**Task inputs**.
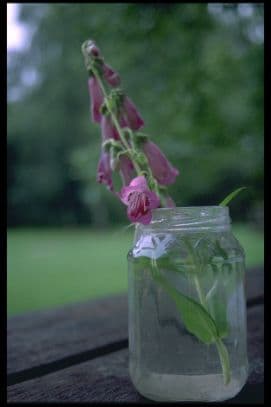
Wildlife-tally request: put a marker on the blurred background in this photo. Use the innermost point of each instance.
(195, 71)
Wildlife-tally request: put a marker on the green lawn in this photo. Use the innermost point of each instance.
(47, 268)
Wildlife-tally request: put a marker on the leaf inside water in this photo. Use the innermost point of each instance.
(231, 196)
(195, 318)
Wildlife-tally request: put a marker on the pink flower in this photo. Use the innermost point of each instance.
(130, 116)
(140, 200)
(108, 129)
(126, 170)
(161, 168)
(96, 99)
(104, 172)
(111, 76)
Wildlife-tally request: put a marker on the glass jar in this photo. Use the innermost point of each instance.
(187, 307)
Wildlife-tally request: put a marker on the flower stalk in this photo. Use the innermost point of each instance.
(143, 157)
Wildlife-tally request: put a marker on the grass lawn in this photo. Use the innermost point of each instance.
(51, 267)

**The task**. Repeat every record precisely. Any picture among them stays out of the copy.

**Exercise answer**.
Wildlife-tally request: put a marker on the blurred background in this photo. Use the innermost point of each instance.
(195, 71)
Wildlife-tally request: put a marker on the green lawn in this photo. Use the innermost point of each instance.
(47, 268)
Wildlife-tally request: put a marker on the leaf inside water in this photo. Use the innermost point of each instance.
(231, 196)
(195, 318)
Wildlife-tally request: put a marker on the pink flower in this photo. Use the innermost point of each instance.
(130, 116)
(140, 200)
(108, 129)
(126, 170)
(161, 168)
(96, 99)
(104, 172)
(111, 76)
Wildlife-tally request: put a marker on the glass jar in this photo. Use the innermost point of each instance.
(187, 307)
Wildlife-tally request: put a marker on the flower stalk in this photo. Use the innermost point of each instance.
(143, 157)
Wildlife-tally request: put a marker on the grass lawn in this photo. Use the innermost point of each instance.
(51, 267)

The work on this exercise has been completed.